What this task involves:
Every entry, from first to last, must be written out exactly.

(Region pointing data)
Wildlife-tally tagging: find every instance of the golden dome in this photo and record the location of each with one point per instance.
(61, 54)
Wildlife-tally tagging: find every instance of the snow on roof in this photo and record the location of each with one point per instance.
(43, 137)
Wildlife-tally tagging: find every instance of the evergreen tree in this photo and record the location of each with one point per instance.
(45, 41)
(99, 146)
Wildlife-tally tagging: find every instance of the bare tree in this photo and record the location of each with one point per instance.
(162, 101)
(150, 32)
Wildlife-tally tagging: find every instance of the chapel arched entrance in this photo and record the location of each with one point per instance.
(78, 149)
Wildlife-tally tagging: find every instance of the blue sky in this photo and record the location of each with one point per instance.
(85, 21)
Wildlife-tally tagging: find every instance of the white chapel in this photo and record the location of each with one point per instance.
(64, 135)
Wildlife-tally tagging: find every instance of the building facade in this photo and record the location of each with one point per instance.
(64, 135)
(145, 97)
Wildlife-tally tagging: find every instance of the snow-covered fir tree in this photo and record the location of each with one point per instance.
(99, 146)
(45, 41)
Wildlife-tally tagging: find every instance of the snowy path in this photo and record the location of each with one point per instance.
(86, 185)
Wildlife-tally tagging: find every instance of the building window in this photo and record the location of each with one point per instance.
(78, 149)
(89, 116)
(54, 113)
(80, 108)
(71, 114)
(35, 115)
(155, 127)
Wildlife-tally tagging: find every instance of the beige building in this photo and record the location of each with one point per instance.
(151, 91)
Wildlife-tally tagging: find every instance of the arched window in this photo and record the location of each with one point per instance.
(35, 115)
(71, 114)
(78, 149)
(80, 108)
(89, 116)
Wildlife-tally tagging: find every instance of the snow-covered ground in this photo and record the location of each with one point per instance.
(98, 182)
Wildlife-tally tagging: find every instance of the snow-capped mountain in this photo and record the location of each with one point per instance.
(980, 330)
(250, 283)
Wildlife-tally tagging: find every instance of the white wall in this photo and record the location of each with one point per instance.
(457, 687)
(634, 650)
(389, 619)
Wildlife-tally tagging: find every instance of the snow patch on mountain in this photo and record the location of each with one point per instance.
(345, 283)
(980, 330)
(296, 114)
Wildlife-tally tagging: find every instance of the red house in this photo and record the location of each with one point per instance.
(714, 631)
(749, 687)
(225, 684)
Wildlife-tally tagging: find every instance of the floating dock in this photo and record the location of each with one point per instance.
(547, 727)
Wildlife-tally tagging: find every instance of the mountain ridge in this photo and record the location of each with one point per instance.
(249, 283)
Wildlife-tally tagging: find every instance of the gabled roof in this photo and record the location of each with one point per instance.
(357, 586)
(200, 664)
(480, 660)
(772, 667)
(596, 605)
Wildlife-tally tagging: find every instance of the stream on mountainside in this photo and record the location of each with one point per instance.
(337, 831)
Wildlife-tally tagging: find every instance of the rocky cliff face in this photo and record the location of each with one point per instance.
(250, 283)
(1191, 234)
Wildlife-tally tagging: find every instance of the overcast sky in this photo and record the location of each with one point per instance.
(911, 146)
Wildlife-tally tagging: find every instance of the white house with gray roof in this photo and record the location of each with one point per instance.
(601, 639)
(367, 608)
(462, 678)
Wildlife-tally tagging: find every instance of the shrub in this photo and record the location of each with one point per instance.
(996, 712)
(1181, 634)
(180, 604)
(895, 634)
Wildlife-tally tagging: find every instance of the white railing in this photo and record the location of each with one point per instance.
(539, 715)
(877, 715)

Answer to this task:
Wildlife-tally tagging: find every instance of the golden dome in this photo and record the location of each with one point per instance.
(61, 54)
Wildlife-tally tagging: find every instance of the snow on roof in this photo and record the location of each with one point per instance.
(43, 137)
Wildlife-tally tagging: find every instance of the evergreen tree in this photo and record the location of each with one point per instance.
(45, 41)
(99, 146)
Wildlife-tally tagging: find every instance of the bare tree in this photo and record the location of each with one point per instance.
(162, 101)
(150, 32)
Wildlife-tally tagging: find every instance of the chapel arched entrance in this photo and record the location of each with one point per instance.
(78, 149)
Wildlife-tally tagging: find every instance of the blue sky in this photo and record the location of each with one point per instance.
(85, 21)
Wildlife-tally tagging: find every instance of the white chapel in this photo and record the location of each with one point per instance.
(64, 135)
Wildlife-tally tagging: find every instance of the building facade in this photo and record the location of each with one point per instance.
(64, 135)
(145, 97)
Wildlife-tally tagging: find every instance of the snow-covered fir tree in this photo and record the location of each with one point per instance.
(99, 146)
(45, 41)
Wildlife-tally tagging: find every instance of the snowy path in this photo and record the location of each with one point per instance.
(86, 185)
Wildlife-tally tagging: find every instance of the building window in this photo and record the location of each with one point per instance.
(78, 149)
(89, 116)
(54, 113)
(80, 108)
(71, 114)
(35, 115)
(155, 127)
Wildlife-tally tagging: find every instance of the beige building in this photo and record the location of each with one point per instance.
(151, 91)
Wildlife-tally tagging: find every instance of the arched window in this photo and record the location of each with one point per instance.
(35, 115)
(71, 114)
(78, 149)
(80, 108)
(89, 116)
Wildlife-tally tagging: find every instance of the snow-covered ground in this photo and record the location of each with one point per instance.
(98, 182)
Wildlife-tally tagging: find every instance of the snow-capped mountain in this photo and record the location of each with one point per instance.
(980, 330)
(250, 283)
Wildlife-tally tagging: find every instance of the white wall in this photo and record the location of each with one point per instance.
(457, 687)
(634, 650)
(389, 619)
Wildlife-tally tagging: find every instance of the snow patch on mountain in this photo and record the location of each with one point per instance.
(345, 283)
(980, 330)
(296, 114)
Wildlife-tally tagging: find every instance of the red house in this photo and record the location of each with one point per instance.
(714, 631)
(749, 687)
(225, 684)
Wildlife-tally tagging: find every instance of the floating dock in this photo and record the location of each with one point per instance.
(547, 727)
Wildlife-tally tagging: find every instance of the mountain ridge in this photo and record the location of each with one point per instance.
(249, 283)
Wildlife-tally tagging: find every instance of the gabled roof in this photo and record the location of each with one point per instance.
(357, 586)
(200, 664)
(480, 660)
(772, 667)
(596, 605)
Wildlife-tally tagging: find every instance of the stream on mountainside in this photo and record the location of each with one point per instance.
(337, 831)
Wildlife-tally tagging: find every instance of the rocky cliff face in this photo and record the location of each with one point per instance.
(250, 283)
(1191, 234)
Wildlife-tally tagging: find every instance of the overcast sky in this photo and record the location of each with one point per instance.
(911, 146)
Wildlife-tally tagging: find every instance of the white house with gray roof in this photo and record the location of each with one point per instance.
(601, 639)
(367, 608)
(462, 678)
Wildlife-tally tagging: find every instance of the shrub in this photo and record the location of each with one point per instance.
(996, 712)
(1181, 634)
(180, 604)
(895, 634)
Wildlife-tally tagging: find every instance of the white railing in this photo and record the location of each with one point per instance.
(539, 715)
(877, 715)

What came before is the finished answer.